* Stored data *
▼

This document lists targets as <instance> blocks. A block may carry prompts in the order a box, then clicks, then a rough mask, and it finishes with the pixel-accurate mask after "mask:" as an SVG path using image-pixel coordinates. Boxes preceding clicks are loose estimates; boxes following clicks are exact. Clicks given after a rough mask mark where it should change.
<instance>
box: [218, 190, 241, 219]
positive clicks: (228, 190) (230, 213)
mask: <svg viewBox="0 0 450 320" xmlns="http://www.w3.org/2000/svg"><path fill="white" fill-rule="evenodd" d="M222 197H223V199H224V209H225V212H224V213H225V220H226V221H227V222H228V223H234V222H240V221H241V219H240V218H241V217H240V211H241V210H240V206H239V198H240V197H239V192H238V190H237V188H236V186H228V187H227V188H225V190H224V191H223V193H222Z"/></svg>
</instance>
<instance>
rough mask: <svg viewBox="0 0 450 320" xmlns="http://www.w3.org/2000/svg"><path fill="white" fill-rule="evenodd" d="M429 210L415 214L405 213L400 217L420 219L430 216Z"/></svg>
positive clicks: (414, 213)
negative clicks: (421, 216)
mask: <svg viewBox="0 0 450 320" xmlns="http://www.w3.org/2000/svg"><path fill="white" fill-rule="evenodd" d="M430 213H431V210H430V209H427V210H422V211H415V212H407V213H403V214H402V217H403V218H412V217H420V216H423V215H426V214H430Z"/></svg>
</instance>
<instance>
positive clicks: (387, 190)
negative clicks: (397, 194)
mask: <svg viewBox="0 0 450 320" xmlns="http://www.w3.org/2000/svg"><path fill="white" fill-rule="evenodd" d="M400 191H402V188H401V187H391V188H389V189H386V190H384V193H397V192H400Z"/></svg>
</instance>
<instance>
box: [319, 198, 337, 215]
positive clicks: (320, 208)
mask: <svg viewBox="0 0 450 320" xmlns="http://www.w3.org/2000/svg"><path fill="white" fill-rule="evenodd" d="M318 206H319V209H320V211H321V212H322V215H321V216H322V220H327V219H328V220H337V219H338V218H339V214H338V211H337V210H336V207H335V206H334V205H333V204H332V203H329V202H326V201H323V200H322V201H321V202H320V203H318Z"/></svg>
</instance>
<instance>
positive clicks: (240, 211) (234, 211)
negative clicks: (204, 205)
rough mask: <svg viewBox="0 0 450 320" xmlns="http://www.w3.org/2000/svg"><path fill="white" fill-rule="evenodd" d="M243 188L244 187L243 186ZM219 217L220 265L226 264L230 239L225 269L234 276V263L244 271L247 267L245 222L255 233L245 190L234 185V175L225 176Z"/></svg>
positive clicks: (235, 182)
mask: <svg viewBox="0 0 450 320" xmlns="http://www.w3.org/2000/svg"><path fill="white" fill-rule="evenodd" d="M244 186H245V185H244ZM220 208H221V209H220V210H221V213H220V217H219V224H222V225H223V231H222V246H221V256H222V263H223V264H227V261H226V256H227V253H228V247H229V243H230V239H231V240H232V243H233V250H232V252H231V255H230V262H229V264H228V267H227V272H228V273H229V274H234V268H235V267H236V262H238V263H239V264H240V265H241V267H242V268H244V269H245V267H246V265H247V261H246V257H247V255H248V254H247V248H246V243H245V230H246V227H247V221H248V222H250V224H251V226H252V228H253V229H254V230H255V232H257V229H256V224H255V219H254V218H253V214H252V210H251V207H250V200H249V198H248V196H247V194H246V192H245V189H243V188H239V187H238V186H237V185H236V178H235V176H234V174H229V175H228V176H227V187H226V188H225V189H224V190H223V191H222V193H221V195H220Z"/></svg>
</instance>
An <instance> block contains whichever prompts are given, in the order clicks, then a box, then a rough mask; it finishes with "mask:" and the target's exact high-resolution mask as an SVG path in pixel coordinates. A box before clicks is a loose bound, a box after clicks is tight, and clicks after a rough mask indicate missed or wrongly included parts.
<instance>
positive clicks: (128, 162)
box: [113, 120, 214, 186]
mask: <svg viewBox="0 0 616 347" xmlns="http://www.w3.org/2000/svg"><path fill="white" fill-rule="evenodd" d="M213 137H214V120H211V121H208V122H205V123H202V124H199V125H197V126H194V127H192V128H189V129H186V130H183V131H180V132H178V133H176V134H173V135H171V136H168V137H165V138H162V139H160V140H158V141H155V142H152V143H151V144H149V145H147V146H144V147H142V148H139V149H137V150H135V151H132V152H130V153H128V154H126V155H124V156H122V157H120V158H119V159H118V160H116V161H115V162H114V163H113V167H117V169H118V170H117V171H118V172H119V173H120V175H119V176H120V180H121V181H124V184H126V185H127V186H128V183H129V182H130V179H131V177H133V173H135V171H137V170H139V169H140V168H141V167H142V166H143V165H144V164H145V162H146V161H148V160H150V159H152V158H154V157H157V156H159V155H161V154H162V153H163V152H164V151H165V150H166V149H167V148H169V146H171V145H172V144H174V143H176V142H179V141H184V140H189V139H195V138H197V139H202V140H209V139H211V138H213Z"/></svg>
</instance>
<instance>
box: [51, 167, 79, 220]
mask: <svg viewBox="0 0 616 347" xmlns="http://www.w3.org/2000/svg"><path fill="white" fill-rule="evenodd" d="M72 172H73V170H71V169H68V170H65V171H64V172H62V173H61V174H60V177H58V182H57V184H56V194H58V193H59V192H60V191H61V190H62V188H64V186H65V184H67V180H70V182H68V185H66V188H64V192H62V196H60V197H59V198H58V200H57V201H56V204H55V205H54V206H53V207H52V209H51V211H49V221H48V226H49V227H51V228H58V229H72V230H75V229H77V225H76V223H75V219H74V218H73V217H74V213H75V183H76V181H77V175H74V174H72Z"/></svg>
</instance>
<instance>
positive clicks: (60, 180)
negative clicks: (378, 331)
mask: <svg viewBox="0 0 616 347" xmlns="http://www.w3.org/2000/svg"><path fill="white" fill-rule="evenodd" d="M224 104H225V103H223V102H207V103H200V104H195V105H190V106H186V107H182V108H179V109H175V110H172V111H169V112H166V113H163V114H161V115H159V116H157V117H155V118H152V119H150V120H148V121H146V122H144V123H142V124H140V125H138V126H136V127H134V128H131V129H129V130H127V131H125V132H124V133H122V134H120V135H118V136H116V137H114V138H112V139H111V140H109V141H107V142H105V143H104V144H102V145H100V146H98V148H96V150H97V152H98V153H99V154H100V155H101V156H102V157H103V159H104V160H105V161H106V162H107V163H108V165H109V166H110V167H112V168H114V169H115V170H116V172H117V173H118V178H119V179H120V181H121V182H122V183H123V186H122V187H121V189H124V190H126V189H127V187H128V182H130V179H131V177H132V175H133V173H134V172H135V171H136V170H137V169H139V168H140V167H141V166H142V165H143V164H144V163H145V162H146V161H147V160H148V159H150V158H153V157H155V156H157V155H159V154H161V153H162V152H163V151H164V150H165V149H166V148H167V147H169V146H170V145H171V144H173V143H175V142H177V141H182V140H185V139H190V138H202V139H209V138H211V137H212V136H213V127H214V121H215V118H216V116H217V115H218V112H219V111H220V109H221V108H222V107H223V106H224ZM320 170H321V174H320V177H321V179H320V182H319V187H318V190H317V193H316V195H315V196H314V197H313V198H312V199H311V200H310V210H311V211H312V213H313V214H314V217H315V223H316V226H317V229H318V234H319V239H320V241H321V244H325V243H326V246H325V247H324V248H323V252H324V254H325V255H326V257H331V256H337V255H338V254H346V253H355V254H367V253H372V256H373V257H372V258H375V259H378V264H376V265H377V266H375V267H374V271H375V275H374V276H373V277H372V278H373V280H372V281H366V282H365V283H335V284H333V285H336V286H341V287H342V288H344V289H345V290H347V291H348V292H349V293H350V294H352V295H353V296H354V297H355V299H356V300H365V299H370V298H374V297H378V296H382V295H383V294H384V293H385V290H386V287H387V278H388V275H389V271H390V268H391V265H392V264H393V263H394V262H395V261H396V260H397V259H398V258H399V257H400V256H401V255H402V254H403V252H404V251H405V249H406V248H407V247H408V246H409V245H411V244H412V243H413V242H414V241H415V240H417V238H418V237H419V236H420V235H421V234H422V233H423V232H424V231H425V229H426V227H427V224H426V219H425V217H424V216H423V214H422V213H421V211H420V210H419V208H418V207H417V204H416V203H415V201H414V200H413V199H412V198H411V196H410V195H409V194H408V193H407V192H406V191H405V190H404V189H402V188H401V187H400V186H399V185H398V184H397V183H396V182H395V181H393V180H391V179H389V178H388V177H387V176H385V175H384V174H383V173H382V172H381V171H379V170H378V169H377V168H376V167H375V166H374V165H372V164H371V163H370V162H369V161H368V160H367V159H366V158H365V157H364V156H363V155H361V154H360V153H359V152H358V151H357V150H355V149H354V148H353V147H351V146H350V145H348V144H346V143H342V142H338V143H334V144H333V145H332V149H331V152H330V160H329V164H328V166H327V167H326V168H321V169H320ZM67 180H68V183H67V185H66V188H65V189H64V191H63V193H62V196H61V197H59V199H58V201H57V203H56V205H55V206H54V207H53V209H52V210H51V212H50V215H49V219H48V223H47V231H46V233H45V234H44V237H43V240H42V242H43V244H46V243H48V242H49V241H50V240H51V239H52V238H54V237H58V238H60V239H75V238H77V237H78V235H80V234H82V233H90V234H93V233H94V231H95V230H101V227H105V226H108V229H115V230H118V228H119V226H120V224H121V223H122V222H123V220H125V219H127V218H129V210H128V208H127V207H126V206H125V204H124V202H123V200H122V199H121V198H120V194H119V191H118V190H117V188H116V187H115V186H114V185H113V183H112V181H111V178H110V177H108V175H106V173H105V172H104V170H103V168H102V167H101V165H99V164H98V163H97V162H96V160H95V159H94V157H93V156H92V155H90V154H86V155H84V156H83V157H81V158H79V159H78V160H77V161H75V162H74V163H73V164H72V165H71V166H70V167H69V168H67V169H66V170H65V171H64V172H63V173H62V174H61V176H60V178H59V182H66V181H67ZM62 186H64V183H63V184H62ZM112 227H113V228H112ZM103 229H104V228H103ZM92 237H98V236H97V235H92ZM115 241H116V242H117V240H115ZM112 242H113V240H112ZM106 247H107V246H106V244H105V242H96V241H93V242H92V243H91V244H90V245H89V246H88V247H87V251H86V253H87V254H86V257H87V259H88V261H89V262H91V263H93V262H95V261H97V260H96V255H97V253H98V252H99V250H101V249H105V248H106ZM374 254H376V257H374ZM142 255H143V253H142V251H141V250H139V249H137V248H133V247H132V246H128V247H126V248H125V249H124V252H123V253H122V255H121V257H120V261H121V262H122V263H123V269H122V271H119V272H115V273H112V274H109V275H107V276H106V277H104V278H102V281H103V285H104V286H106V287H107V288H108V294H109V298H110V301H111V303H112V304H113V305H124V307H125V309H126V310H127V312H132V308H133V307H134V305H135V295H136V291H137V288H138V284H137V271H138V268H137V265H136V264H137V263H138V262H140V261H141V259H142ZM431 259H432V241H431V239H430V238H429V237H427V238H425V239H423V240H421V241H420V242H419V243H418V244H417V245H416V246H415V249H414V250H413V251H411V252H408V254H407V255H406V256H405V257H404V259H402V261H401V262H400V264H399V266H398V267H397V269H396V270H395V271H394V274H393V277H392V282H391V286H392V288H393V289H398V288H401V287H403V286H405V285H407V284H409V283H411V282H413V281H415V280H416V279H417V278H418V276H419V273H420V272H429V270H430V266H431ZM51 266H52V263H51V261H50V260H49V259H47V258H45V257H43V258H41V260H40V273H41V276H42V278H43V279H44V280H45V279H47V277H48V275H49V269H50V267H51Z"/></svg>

▲

* To-do item *
Collect every line above that contains the word "rough" and copy each one in full. Match upper and lower case exactly.

* Task response *
This document lists targets as <instance> blocks. A block may carry prompts in the order a box, then clicks, then a rough mask, and it finishes with the pixel-accurate mask after "mask:" as an SVG path using image-pixel coordinates. Boxes preceding clicks are loose estimates; boxes following clicks are exact. Clicks given after a rough mask mark where it should change.
rough mask: <svg viewBox="0 0 450 320" xmlns="http://www.w3.org/2000/svg"><path fill="white" fill-rule="evenodd" d="M429 210L415 214L405 213L400 217L420 219L430 216Z"/></svg>
rough mask: <svg viewBox="0 0 450 320" xmlns="http://www.w3.org/2000/svg"><path fill="white" fill-rule="evenodd" d="M243 188L244 187L243 186ZM219 217L220 265L226 264L230 239L225 269L234 276V263L244 271L247 267L245 222L255 233L245 190L234 185V175L225 176Z"/></svg>
An <instance> block contains whichever prompts are given, in the order clicks, then a box, then a rough mask; it finishes with "mask:" and the target's exact high-resolution mask as an SVG path in pixel coordinates. A box before clicks is a loose bound, a box after clicks is tight, and clicks after a rough mask indicate missed or wrongly included parts.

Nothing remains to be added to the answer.